### Task details
Copy out the data word for word, starting with the line that contains "each like (98,36)." and continuing through the end of the data, with both of those lines included.

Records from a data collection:
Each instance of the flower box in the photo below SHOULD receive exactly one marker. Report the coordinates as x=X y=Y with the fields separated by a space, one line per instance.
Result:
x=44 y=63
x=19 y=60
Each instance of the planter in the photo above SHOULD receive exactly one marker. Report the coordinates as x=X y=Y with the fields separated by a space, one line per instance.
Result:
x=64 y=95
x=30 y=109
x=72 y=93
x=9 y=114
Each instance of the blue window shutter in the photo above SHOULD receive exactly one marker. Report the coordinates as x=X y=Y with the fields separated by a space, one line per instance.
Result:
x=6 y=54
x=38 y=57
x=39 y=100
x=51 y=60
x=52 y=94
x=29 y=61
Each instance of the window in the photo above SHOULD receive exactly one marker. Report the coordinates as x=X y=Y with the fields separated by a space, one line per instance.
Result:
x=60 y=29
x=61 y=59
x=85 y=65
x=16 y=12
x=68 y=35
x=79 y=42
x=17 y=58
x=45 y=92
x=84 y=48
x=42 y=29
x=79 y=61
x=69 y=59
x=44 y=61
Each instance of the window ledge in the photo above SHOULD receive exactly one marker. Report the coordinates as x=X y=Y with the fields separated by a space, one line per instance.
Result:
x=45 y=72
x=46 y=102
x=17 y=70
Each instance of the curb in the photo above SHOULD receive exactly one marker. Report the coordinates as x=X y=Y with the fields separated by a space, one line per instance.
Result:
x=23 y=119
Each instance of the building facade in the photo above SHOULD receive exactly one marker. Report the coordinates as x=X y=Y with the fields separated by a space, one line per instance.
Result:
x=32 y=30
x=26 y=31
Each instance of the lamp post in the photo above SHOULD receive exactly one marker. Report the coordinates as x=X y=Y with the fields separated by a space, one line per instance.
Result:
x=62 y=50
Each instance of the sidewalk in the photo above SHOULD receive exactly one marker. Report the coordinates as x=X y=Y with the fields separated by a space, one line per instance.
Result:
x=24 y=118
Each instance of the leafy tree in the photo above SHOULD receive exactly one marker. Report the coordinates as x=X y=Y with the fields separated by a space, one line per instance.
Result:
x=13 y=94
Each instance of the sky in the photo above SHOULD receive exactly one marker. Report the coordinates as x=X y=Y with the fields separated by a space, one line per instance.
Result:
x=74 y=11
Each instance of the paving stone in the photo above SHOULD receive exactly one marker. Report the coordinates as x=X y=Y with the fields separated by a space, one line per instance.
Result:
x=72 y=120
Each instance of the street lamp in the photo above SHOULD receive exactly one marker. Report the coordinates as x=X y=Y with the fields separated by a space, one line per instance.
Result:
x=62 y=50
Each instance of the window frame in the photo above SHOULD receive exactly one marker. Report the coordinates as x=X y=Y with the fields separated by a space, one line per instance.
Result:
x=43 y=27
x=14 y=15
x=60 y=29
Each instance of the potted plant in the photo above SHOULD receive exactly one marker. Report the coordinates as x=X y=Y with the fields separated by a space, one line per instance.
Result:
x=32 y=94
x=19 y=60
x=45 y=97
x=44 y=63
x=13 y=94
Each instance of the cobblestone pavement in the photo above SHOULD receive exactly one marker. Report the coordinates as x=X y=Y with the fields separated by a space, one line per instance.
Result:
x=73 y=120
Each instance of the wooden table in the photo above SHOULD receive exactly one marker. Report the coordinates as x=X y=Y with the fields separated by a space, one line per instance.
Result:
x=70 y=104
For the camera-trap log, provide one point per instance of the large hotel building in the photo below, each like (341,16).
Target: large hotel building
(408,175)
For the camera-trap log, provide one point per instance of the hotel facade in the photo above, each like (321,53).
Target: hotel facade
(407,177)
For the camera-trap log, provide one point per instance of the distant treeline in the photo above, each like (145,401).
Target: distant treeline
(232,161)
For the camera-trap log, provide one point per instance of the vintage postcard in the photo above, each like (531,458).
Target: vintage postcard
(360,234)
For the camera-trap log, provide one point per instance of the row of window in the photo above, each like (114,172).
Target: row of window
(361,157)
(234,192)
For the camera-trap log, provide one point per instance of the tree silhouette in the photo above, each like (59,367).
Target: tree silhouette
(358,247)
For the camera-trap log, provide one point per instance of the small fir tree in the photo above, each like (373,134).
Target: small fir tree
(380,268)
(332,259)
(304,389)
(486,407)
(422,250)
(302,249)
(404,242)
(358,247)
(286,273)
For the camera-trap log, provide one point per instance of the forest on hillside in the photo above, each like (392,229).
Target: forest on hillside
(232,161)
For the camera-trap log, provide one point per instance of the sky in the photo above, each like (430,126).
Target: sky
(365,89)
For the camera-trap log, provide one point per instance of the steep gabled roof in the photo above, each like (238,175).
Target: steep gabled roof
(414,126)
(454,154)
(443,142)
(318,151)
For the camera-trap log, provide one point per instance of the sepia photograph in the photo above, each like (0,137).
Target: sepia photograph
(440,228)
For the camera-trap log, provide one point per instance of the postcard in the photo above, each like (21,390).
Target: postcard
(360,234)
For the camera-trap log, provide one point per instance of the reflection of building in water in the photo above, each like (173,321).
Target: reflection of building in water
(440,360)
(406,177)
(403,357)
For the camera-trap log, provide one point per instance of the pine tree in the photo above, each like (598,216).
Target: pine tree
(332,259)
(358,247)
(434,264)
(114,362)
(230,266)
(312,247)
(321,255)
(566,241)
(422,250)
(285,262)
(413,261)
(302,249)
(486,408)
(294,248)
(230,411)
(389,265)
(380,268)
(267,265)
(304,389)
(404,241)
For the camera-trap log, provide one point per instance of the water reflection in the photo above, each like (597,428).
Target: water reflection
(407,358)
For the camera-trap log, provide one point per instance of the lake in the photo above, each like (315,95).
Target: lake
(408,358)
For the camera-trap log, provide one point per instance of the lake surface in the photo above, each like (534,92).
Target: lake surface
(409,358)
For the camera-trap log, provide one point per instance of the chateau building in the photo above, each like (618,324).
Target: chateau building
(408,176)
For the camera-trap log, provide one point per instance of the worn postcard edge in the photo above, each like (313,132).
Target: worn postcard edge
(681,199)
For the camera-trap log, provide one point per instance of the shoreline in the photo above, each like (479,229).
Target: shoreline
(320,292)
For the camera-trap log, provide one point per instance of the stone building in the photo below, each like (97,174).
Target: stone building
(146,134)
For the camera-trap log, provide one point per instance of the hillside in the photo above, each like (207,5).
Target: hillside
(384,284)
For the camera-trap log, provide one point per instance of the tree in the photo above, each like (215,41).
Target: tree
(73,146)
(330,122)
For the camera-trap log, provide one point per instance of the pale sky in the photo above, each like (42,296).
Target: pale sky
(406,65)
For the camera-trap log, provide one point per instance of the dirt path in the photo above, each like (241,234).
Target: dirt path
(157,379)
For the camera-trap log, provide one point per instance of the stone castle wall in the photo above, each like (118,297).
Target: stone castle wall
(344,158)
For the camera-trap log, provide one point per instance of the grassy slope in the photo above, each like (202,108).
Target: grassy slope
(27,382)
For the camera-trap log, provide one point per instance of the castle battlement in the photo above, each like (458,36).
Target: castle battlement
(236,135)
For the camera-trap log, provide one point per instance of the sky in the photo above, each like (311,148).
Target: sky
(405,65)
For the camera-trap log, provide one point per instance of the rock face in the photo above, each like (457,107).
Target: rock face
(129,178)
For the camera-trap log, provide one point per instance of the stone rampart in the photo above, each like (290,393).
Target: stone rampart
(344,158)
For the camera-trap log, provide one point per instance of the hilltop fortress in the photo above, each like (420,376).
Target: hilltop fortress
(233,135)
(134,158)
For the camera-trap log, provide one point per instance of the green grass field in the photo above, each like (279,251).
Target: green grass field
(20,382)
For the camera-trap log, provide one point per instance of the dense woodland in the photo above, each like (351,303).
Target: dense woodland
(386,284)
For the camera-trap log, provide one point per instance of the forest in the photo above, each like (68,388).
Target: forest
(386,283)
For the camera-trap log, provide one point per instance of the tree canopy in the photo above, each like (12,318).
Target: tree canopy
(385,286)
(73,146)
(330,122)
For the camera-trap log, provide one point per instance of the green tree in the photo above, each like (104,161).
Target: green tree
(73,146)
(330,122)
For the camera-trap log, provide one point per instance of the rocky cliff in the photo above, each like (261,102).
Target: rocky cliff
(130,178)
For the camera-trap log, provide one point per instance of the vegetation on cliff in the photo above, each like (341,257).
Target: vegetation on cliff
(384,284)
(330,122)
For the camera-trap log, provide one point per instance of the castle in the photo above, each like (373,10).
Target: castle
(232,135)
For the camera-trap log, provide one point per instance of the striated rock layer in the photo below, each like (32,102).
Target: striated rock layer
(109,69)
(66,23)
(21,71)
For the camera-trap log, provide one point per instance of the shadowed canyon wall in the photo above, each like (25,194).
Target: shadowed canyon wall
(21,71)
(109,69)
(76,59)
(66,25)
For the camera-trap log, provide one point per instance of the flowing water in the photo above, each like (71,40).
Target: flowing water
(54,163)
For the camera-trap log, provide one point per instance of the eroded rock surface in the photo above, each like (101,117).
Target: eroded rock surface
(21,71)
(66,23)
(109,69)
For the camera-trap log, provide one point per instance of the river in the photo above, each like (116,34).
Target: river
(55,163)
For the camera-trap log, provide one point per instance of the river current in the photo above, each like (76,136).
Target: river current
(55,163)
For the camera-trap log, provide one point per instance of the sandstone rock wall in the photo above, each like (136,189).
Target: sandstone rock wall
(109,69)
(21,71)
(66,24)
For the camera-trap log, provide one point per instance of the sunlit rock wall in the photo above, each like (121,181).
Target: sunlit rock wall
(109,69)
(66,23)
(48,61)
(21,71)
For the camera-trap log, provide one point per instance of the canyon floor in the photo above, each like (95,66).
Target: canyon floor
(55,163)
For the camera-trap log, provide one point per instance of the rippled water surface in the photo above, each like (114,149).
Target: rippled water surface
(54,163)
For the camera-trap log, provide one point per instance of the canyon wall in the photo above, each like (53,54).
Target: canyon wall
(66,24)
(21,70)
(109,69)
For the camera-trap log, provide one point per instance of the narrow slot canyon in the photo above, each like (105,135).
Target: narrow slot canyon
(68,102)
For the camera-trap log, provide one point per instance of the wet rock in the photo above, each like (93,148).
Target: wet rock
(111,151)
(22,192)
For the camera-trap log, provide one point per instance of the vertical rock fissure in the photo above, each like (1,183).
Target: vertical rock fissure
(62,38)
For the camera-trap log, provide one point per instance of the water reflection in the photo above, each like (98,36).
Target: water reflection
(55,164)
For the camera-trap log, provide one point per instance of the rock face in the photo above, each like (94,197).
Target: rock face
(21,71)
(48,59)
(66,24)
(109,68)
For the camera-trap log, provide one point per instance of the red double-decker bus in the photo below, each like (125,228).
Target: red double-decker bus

### Full solution
For the camera-trap log, provide one point per instance of the water reflection in the photo above, each like (98,36).
Target: water reflection
(55,164)
For the camera-trap log, provide one point per instance of the rock face in the photo above, each like (94,197).
Target: rock face
(21,71)
(48,59)
(66,24)
(109,68)
For the camera-trap log, provide one point per instance of the red double-decker bus in the photo below, each like (125,228).
Target: red double-decker bus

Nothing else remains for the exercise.